PROVIDED TEXT:
————
In the opening chapter I explained how I came to live in Bletchley Park.
Bletchley park ? It had been something or other in the war but nobody knew that much to talk about so the imaginations of we young undergraduates formed their own opinions.
There are some areas of the park which are still semi-secret, Doctor K W S Garwood explained to the assembled freshers as we were welcomed to the teacher training college in Bletchley Park.
What was secret about Royal Mail telephone engineers attending short-term courses in "The Mansion" ? No BT in those days, Royal Mail managed the telephone network along side its primary job of delivering letters.
The hideous mansion stood on one side of a lake while Milton Keynes College of Education was on the other. I lived in a small room in what was the college's Middle Hall of Residence. I wonder what that room had been used for during World War Two, today it is part of a Bomber Command museum exhibition.
Somewhere in Bletchley Park there was a third training centre. We were training to be teachers, there were those training to be Royal Mail telephone engineers and somewhere in the depths of the estate there was a centre to train air traffic controllers. But theirs were not the radar scanners inside the park which could be viewed along Whalley Drive. That was Doctor Garwood's semi-secret Diplomatic Wireless Service.
College was for having fun, a bit of learning could be fitted in along the way at convenient times during the three years needed to qualify as a teacher.
————
DATA EXCERPTS:

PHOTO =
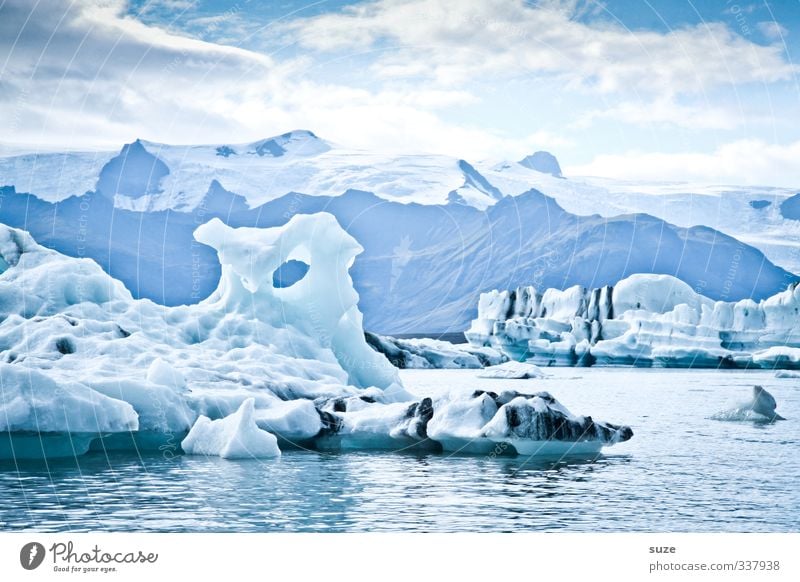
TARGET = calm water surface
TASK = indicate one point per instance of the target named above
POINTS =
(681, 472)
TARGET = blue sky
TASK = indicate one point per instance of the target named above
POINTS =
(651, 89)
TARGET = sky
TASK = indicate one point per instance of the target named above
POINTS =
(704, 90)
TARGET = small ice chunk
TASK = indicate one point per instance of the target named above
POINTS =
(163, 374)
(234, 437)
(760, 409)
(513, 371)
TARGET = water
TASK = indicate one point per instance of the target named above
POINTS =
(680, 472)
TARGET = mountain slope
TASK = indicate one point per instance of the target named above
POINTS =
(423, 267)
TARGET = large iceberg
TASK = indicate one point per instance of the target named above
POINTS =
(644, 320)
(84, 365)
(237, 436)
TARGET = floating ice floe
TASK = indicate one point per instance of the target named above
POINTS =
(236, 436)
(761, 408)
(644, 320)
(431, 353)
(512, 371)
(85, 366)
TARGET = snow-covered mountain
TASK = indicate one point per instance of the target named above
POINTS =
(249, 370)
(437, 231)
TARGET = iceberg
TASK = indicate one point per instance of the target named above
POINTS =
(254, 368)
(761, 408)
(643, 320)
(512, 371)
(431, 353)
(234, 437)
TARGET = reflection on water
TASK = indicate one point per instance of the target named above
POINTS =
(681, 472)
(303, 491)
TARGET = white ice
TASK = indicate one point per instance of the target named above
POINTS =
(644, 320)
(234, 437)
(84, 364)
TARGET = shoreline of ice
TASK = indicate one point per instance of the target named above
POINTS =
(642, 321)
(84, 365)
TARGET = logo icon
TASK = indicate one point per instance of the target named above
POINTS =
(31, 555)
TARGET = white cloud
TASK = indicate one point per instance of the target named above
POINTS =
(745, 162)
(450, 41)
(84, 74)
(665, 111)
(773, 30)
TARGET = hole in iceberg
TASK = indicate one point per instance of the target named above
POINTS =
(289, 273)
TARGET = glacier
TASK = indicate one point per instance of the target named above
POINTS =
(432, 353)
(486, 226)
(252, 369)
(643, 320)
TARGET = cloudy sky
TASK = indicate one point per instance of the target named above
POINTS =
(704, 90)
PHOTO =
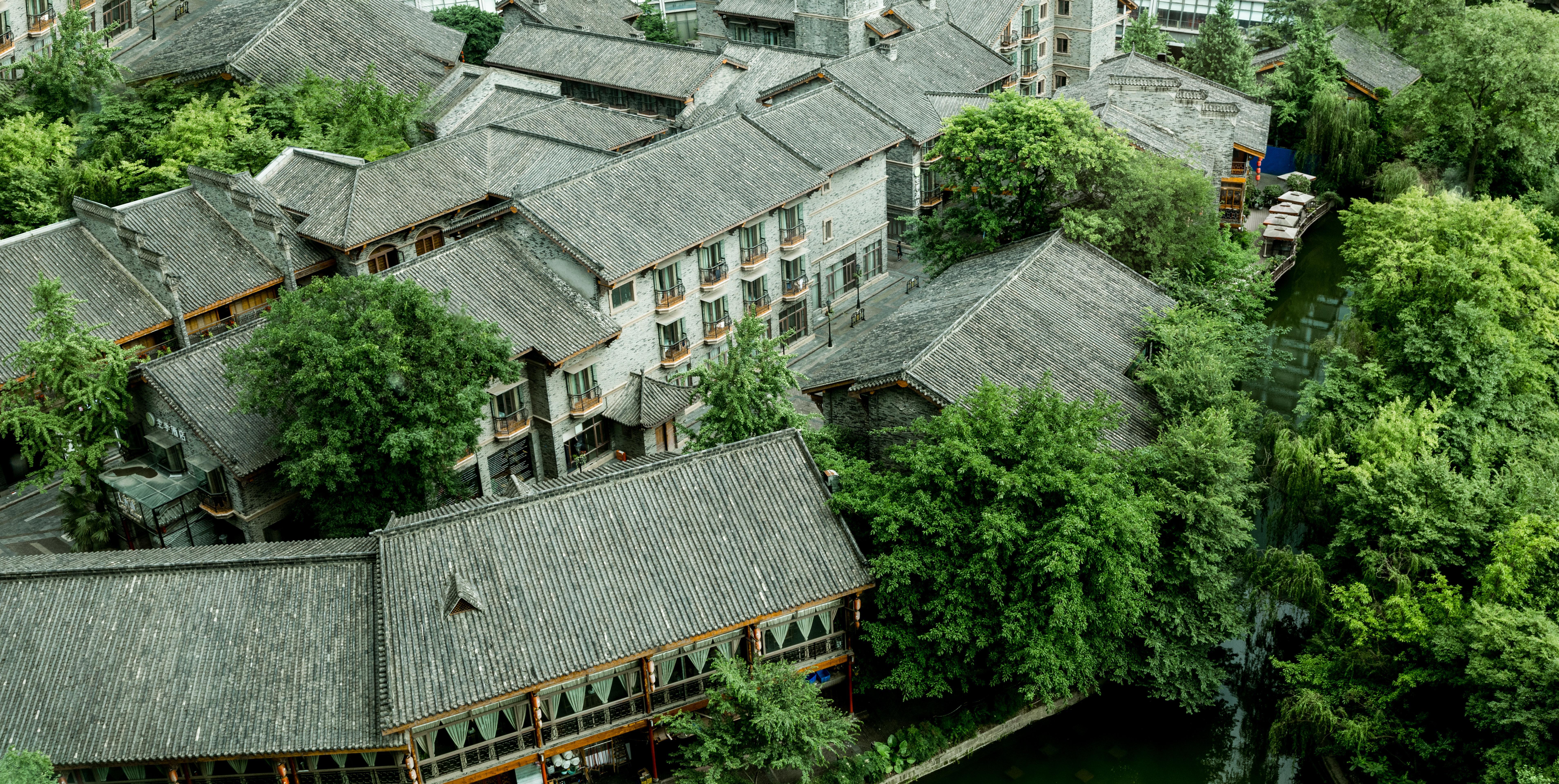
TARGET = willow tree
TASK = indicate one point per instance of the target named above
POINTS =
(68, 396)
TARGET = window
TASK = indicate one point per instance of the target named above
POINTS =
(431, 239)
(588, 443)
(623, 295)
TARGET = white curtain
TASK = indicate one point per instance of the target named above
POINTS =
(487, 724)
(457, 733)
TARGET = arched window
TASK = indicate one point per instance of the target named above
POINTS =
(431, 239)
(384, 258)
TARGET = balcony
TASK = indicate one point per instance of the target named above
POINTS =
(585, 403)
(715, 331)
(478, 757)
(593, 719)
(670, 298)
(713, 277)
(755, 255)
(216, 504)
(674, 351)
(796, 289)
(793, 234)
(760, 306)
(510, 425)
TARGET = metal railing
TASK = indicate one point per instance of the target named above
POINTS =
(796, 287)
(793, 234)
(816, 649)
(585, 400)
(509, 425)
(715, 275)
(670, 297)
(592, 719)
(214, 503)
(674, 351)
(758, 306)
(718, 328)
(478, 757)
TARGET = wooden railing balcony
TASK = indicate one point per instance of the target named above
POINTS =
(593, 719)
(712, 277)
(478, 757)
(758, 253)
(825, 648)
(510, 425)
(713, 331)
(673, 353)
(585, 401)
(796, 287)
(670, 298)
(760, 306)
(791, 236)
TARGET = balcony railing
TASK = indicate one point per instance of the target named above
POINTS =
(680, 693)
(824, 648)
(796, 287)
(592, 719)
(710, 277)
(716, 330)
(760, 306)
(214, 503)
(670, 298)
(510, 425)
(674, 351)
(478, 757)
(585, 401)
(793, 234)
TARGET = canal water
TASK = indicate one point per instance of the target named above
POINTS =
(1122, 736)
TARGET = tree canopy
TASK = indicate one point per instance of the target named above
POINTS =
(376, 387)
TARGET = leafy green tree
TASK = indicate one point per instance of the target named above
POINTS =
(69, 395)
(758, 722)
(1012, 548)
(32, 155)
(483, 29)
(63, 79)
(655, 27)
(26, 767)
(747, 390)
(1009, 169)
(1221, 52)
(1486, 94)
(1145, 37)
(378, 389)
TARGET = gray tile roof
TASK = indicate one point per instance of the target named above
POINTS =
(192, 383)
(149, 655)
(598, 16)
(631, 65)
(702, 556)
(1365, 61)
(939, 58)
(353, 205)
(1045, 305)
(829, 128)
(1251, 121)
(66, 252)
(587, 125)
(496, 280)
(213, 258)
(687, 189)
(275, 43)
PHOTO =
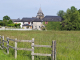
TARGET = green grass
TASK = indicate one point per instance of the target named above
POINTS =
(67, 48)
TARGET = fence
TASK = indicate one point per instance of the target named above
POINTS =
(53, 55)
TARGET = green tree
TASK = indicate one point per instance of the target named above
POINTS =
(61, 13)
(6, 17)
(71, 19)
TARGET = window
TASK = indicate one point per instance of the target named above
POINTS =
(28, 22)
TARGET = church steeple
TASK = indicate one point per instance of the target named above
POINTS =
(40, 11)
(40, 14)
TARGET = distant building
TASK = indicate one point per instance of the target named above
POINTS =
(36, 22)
————
LIST OF TASKS:
**a)** Write out the part of the Bletchley Park passage starting at "There are some" and ending at "college in Bletchley Park.".
**b)** List every group of trainees that the Bletchley Park passage says was being trained in the park.
The records are separate material and have no connection to the Bletchley Park passage.

OUTPUTS IN ORDER:
**a)**
There are some areas of the park which are still semi-secret, Doctor K W S Garwood explained to the assembled freshers as we were welcomed to the teacher training college in Bletchley Park.

**b)**
- Teachers
- Royal Mail telephone engineers
- Air traffic controllers